---------- Records provided

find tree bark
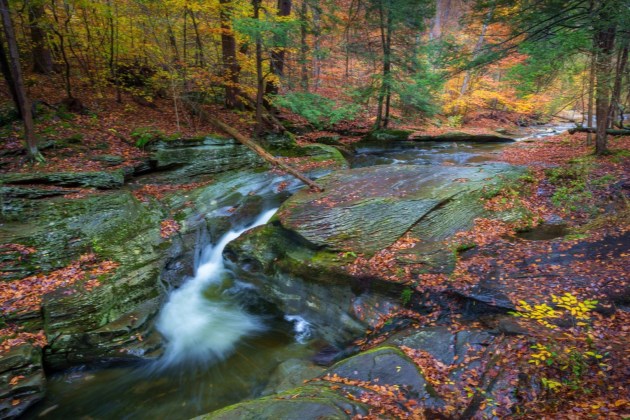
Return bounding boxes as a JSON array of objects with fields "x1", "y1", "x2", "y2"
[
  {"x1": 453, "y1": 5, "x2": 494, "y2": 114},
  {"x1": 300, "y1": 0, "x2": 308, "y2": 92},
  {"x1": 595, "y1": 2, "x2": 616, "y2": 155},
  {"x1": 265, "y1": 0, "x2": 292, "y2": 102},
  {"x1": 0, "y1": 31, "x2": 22, "y2": 119},
  {"x1": 219, "y1": 0, "x2": 242, "y2": 109},
  {"x1": 609, "y1": 40, "x2": 629, "y2": 128},
  {"x1": 0, "y1": 0, "x2": 43, "y2": 161},
  {"x1": 586, "y1": 47, "x2": 597, "y2": 146},
  {"x1": 188, "y1": 10, "x2": 205, "y2": 67},
  {"x1": 252, "y1": 0, "x2": 265, "y2": 137},
  {"x1": 27, "y1": 0, "x2": 54, "y2": 74}
]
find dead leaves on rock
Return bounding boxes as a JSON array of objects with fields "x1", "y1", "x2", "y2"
[{"x1": 0, "y1": 254, "x2": 118, "y2": 314}]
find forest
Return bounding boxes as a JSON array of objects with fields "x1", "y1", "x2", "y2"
[{"x1": 0, "y1": 0, "x2": 630, "y2": 419}]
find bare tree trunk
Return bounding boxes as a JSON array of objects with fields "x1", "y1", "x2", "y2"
[
  {"x1": 375, "y1": 2, "x2": 392, "y2": 129},
  {"x1": 0, "y1": 0, "x2": 44, "y2": 161},
  {"x1": 609, "y1": 40, "x2": 629, "y2": 128},
  {"x1": 189, "y1": 10, "x2": 205, "y2": 67},
  {"x1": 0, "y1": 34, "x2": 22, "y2": 115},
  {"x1": 219, "y1": 0, "x2": 242, "y2": 109},
  {"x1": 300, "y1": 0, "x2": 308, "y2": 92},
  {"x1": 595, "y1": 11, "x2": 616, "y2": 155},
  {"x1": 52, "y1": 0, "x2": 73, "y2": 99},
  {"x1": 252, "y1": 0, "x2": 265, "y2": 137},
  {"x1": 586, "y1": 51, "x2": 597, "y2": 146},
  {"x1": 453, "y1": 5, "x2": 494, "y2": 114},
  {"x1": 312, "y1": 6, "x2": 322, "y2": 91},
  {"x1": 265, "y1": 0, "x2": 292, "y2": 102},
  {"x1": 27, "y1": 0, "x2": 54, "y2": 74}
]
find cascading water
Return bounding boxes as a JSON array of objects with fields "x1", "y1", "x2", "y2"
[{"x1": 157, "y1": 209, "x2": 277, "y2": 367}]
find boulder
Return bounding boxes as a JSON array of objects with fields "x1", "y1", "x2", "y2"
[
  {"x1": 0, "y1": 170, "x2": 125, "y2": 190},
  {"x1": 196, "y1": 385, "x2": 368, "y2": 420}
]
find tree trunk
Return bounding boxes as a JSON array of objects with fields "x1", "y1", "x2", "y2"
[
  {"x1": 265, "y1": 0, "x2": 292, "y2": 103},
  {"x1": 219, "y1": 0, "x2": 242, "y2": 109},
  {"x1": 383, "y1": 4, "x2": 393, "y2": 128},
  {"x1": 0, "y1": 0, "x2": 43, "y2": 161},
  {"x1": 595, "y1": 4, "x2": 616, "y2": 155},
  {"x1": 586, "y1": 51, "x2": 597, "y2": 146},
  {"x1": 453, "y1": 6, "x2": 494, "y2": 114},
  {"x1": 52, "y1": 0, "x2": 73, "y2": 100},
  {"x1": 27, "y1": 0, "x2": 54, "y2": 74},
  {"x1": 185, "y1": 101, "x2": 324, "y2": 192},
  {"x1": 188, "y1": 10, "x2": 205, "y2": 67},
  {"x1": 300, "y1": 0, "x2": 308, "y2": 92},
  {"x1": 0, "y1": 32, "x2": 22, "y2": 119},
  {"x1": 375, "y1": 2, "x2": 392, "y2": 129},
  {"x1": 609, "y1": 40, "x2": 629, "y2": 128},
  {"x1": 252, "y1": 0, "x2": 265, "y2": 137}
]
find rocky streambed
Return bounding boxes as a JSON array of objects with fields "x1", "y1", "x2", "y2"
[{"x1": 0, "y1": 126, "x2": 612, "y2": 418}]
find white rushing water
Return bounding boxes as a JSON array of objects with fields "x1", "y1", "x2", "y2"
[{"x1": 157, "y1": 209, "x2": 277, "y2": 366}]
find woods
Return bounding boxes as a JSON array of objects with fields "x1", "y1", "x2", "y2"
[
  {"x1": 3, "y1": 0, "x2": 628, "y2": 147},
  {"x1": 0, "y1": 0, "x2": 630, "y2": 420}
]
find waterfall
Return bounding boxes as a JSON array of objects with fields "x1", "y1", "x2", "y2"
[{"x1": 157, "y1": 209, "x2": 277, "y2": 367}]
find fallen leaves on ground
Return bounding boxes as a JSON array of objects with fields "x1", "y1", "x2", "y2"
[
  {"x1": 160, "y1": 219, "x2": 181, "y2": 239},
  {"x1": 0, "y1": 254, "x2": 118, "y2": 314}
]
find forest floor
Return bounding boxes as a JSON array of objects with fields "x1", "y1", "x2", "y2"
[{"x1": 0, "y1": 92, "x2": 630, "y2": 418}]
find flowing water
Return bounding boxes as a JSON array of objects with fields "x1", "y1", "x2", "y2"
[
  {"x1": 27, "y1": 202, "x2": 312, "y2": 419},
  {"x1": 157, "y1": 209, "x2": 277, "y2": 367},
  {"x1": 26, "y1": 123, "x2": 572, "y2": 419}
]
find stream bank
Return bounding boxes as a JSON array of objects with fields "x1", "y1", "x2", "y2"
[{"x1": 2, "y1": 126, "x2": 627, "y2": 418}]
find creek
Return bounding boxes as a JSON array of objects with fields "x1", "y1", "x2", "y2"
[{"x1": 26, "y1": 123, "x2": 564, "y2": 419}]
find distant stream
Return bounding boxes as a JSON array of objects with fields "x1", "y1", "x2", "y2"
[{"x1": 26, "y1": 124, "x2": 572, "y2": 419}]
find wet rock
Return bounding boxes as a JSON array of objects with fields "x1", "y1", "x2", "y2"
[
  {"x1": 151, "y1": 138, "x2": 264, "y2": 180},
  {"x1": 326, "y1": 347, "x2": 440, "y2": 407},
  {"x1": 278, "y1": 165, "x2": 510, "y2": 256},
  {"x1": 0, "y1": 170, "x2": 125, "y2": 190},
  {"x1": 0, "y1": 344, "x2": 46, "y2": 419},
  {"x1": 409, "y1": 131, "x2": 515, "y2": 143},
  {"x1": 197, "y1": 385, "x2": 368, "y2": 420},
  {"x1": 262, "y1": 359, "x2": 324, "y2": 395}
]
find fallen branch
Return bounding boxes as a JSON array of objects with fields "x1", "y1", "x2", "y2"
[
  {"x1": 569, "y1": 127, "x2": 630, "y2": 136},
  {"x1": 209, "y1": 115, "x2": 324, "y2": 192}
]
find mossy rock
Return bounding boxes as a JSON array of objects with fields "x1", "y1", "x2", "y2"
[
  {"x1": 196, "y1": 385, "x2": 368, "y2": 420},
  {"x1": 278, "y1": 165, "x2": 515, "y2": 256},
  {"x1": 0, "y1": 337, "x2": 46, "y2": 419},
  {"x1": 362, "y1": 129, "x2": 413, "y2": 142},
  {"x1": 0, "y1": 170, "x2": 125, "y2": 190},
  {"x1": 409, "y1": 131, "x2": 516, "y2": 143}
]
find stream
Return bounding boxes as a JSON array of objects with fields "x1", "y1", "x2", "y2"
[{"x1": 26, "y1": 126, "x2": 565, "y2": 419}]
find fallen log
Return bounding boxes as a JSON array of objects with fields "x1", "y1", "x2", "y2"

--------------------

Stated goal: Rename "bounding boxes" to "box coordinates" everywhere it occurs in the material above, and write the material out again with nothing else changed. Omit the pictures from your answer.

Result:
find tree bark
Return box coordinates as a JSON array of objects with fields "x1", "y1", "x2", "y2"
[
  {"x1": 453, "y1": 5, "x2": 494, "y2": 114},
  {"x1": 300, "y1": 0, "x2": 308, "y2": 92},
  {"x1": 595, "y1": 2, "x2": 616, "y2": 155},
  {"x1": 265, "y1": 0, "x2": 292, "y2": 102},
  {"x1": 0, "y1": 31, "x2": 22, "y2": 119},
  {"x1": 219, "y1": 0, "x2": 242, "y2": 109},
  {"x1": 609, "y1": 40, "x2": 629, "y2": 128},
  {"x1": 0, "y1": 0, "x2": 43, "y2": 161},
  {"x1": 586, "y1": 47, "x2": 597, "y2": 146},
  {"x1": 188, "y1": 10, "x2": 205, "y2": 67},
  {"x1": 252, "y1": 0, "x2": 265, "y2": 137},
  {"x1": 27, "y1": 0, "x2": 54, "y2": 74}
]
find dead leaves on rock
Return box coordinates as a JSON array of objects with fields "x1", "y1", "x2", "y2"
[{"x1": 0, "y1": 254, "x2": 118, "y2": 314}]
find forest
Return box coordinates as a JSON array of objects with fields "x1", "y1", "x2", "y2"
[{"x1": 0, "y1": 0, "x2": 630, "y2": 419}]
find bare tree trunk
Return box coordinates as a JSON array of objects with fields "x1", "y1", "x2", "y2"
[
  {"x1": 375, "y1": 2, "x2": 392, "y2": 129},
  {"x1": 0, "y1": 0, "x2": 44, "y2": 161},
  {"x1": 609, "y1": 40, "x2": 629, "y2": 128},
  {"x1": 189, "y1": 10, "x2": 205, "y2": 67},
  {"x1": 0, "y1": 34, "x2": 22, "y2": 115},
  {"x1": 219, "y1": 0, "x2": 242, "y2": 109},
  {"x1": 300, "y1": 0, "x2": 308, "y2": 92},
  {"x1": 595, "y1": 11, "x2": 616, "y2": 155},
  {"x1": 52, "y1": 0, "x2": 73, "y2": 99},
  {"x1": 252, "y1": 0, "x2": 265, "y2": 137},
  {"x1": 586, "y1": 51, "x2": 597, "y2": 146},
  {"x1": 453, "y1": 5, "x2": 494, "y2": 114},
  {"x1": 312, "y1": 6, "x2": 322, "y2": 91},
  {"x1": 265, "y1": 0, "x2": 292, "y2": 102},
  {"x1": 27, "y1": 0, "x2": 54, "y2": 74}
]
find cascading water
Return box coordinates as a JSON array of objects with fields "x1", "y1", "x2", "y2"
[{"x1": 157, "y1": 209, "x2": 277, "y2": 367}]
find boulder
Return box coordinates as a JSON array of objects with fields "x1", "y1", "x2", "y2"
[
  {"x1": 0, "y1": 170, "x2": 125, "y2": 190},
  {"x1": 196, "y1": 385, "x2": 368, "y2": 420}
]
find tree trunk
Return box coordinates as a JSON array of objects with fields "x1", "y1", "x2", "y2"
[
  {"x1": 265, "y1": 0, "x2": 292, "y2": 103},
  {"x1": 219, "y1": 0, "x2": 242, "y2": 109},
  {"x1": 383, "y1": 4, "x2": 393, "y2": 128},
  {"x1": 0, "y1": 0, "x2": 43, "y2": 161},
  {"x1": 595, "y1": 4, "x2": 616, "y2": 155},
  {"x1": 586, "y1": 51, "x2": 597, "y2": 146},
  {"x1": 453, "y1": 6, "x2": 494, "y2": 114},
  {"x1": 52, "y1": 0, "x2": 73, "y2": 100},
  {"x1": 27, "y1": 0, "x2": 54, "y2": 74},
  {"x1": 185, "y1": 101, "x2": 324, "y2": 192},
  {"x1": 188, "y1": 10, "x2": 205, "y2": 67},
  {"x1": 300, "y1": 0, "x2": 308, "y2": 92},
  {"x1": 0, "y1": 32, "x2": 22, "y2": 119},
  {"x1": 375, "y1": 2, "x2": 392, "y2": 129},
  {"x1": 609, "y1": 40, "x2": 629, "y2": 128},
  {"x1": 252, "y1": 0, "x2": 265, "y2": 137}
]
find rocky streambed
Return box coordinates as a JSON array of objects with fields "x1", "y1", "x2", "y2"
[{"x1": 0, "y1": 126, "x2": 612, "y2": 418}]
find white rushing water
Return box coordinates as a JSON array of objects with fields "x1", "y1", "x2", "y2"
[{"x1": 157, "y1": 209, "x2": 277, "y2": 366}]
find woods
Return box coordinates as a JSON array of objects with fields "x1", "y1", "x2", "y2"
[
  {"x1": 3, "y1": 0, "x2": 628, "y2": 147},
  {"x1": 0, "y1": 0, "x2": 630, "y2": 420}
]
find waterfall
Return box coordinates as a JSON array of objects with fields "x1", "y1", "x2", "y2"
[{"x1": 157, "y1": 209, "x2": 277, "y2": 367}]
find fallen leaves on ground
Return box coordinates as a JSON array of objects with fields "x1", "y1", "x2", "y2"
[
  {"x1": 160, "y1": 219, "x2": 181, "y2": 239},
  {"x1": 0, "y1": 254, "x2": 118, "y2": 314}
]
find forest floor
Return box coordinates as a JSON array of objects with fields "x1", "y1", "x2", "y2"
[{"x1": 0, "y1": 92, "x2": 630, "y2": 418}]
find flowing water
Return box coordinates as a JSON array of objects with fields "x1", "y1", "x2", "y2"
[
  {"x1": 27, "y1": 202, "x2": 312, "y2": 419},
  {"x1": 157, "y1": 209, "x2": 277, "y2": 367},
  {"x1": 26, "y1": 123, "x2": 572, "y2": 419}
]
find stream bank
Return box coordinates as a JSON array of objects with fields "x1", "y1", "x2", "y2"
[{"x1": 2, "y1": 126, "x2": 627, "y2": 418}]
find creek
Return box coordinates as a JSON array of objects with fields "x1", "y1", "x2", "y2"
[{"x1": 26, "y1": 123, "x2": 564, "y2": 419}]
find distant stream
Return box coordinates as a JSON array of objects with fields "x1", "y1", "x2", "y2"
[{"x1": 26, "y1": 124, "x2": 572, "y2": 419}]
find wet rock
Return box coordinates as a JSON array of objects with fields "x1", "y1", "x2", "y2"
[
  {"x1": 151, "y1": 138, "x2": 264, "y2": 180},
  {"x1": 326, "y1": 347, "x2": 440, "y2": 407},
  {"x1": 278, "y1": 165, "x2": 510, "y2": 256},
  {"x1": 0, "y1": 170, "x2": 125, "y2": 190},
  {"x1": 0, "y1": 344, "x2": 46, "y2": 419},
  {"x1": 409, "y1": 131, "x2": 515, "y2": 143},
  {"x1": 197, "y1": 385, "x2": 368, "y2": 420},
  {"x1": 262, "y1": 359, "x2": 324, "y2": 395}
]
find fallen branch
Return box coordinates as a JSON array of objects with fields "x1", "y1", "x2", "y2"
[
  {"x1": 569, "y1": 127, "x2": 630, "y2": 136},
  {"x1": 209, "y1": 115, "x2": 324, "y2": 192}
]
find mossy rock
Return box coordinates as a JSON array of objects with fields "x1", "y1", "x2", "y2"
[
  {"x1": 196, "y1": 385, "x2": 368, "y2": 420},
  {"x1": 278, "y1": 165, "x2": 515, "y2": 256},
  {"x1": 0, "y1": 337, "x2": 46, "y2": 419},
  {"x1": 362, "y1": 129, "x2": 413, "y2": 142},
  {"x1": 0, "y1": 170, "x2": 125, "y2": 190},
  {"x1": 409, "y1": 131, "x2": 516, "y2": 143}
]
find stream
Return box coordinates as a JSON array of objects with fields "x1", "y1", "x2", "y2"
[{"x1": 26, "y1": 126, "x2": 565, "y2": 419}]
find fallen log
Return box coordinates as a JSON array of objects with fields "x1", "y1", "x2", "y2"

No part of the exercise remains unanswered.